• _TASK PROMPT_
In the Spark passage, what type of argument does an Estimator's `fit` method take?
--- SELECTED TEXT ---
The `VectorAssembler` class above is an example of a generic type in Spark, called a [Transformer](http://spark.apache.org/docs/latest/ml-pipeline.html#transformers). Important things to know about this type:

* They implement a `transform` method.
* They convert one `DataFrame` into another, usually by adding columns.

Examples of Transformers: [`VectorAssembler`](http://spark.apache.org/docs/latest/ml-features.html#vectorassembler), [`Tokenizer`](http://spark.apache.org/docs/latest/ml-features.html#tokenizer), [`StopWordsRemover`](http://spark.apache.org/docs/latest/ml-features.html#stopwordsremover), and [many more](http://spark.apache.org/docs/latest/ml-features.html).



# Estimators

According to the docs: "An [Estimator](http://spark.apache.org/docs/latest/ml-pipeline.html#estimators) abstracts the concept of a learning algorithm or any algorithm that fits or trains on data". Important things to know about this type:

* They implement a `fit` method whose argument is a `DataFrame`.
--- GIVEN RECORDS ---
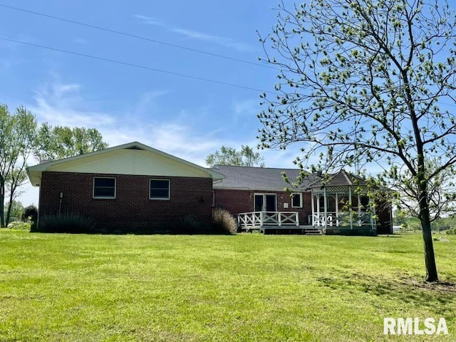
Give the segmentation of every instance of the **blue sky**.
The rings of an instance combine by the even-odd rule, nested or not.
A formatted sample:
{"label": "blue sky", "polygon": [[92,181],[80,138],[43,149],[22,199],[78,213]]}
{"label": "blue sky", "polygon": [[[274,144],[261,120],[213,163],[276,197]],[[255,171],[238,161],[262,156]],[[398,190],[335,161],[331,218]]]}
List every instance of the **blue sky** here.
{"label": "blue sky", "polygon": [[[276,1],[62,1],[0,4],[258,63],[256,30],[270,32]],[[0,37],[274,91],[276,70],[114,34],[0,6]],[[38,123],[93,127],[111,146],[138,140],[197,164],[222,145],[254,146],[259,91],[0,40],[0,103]],[[296,148],[264,151],[292,167]],[[34,164],[35,161],[30,161]],[[27,185],[20,200],[38,204]]]}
---
• _OUTPUT OF THE TASK_
A `DataFrame`.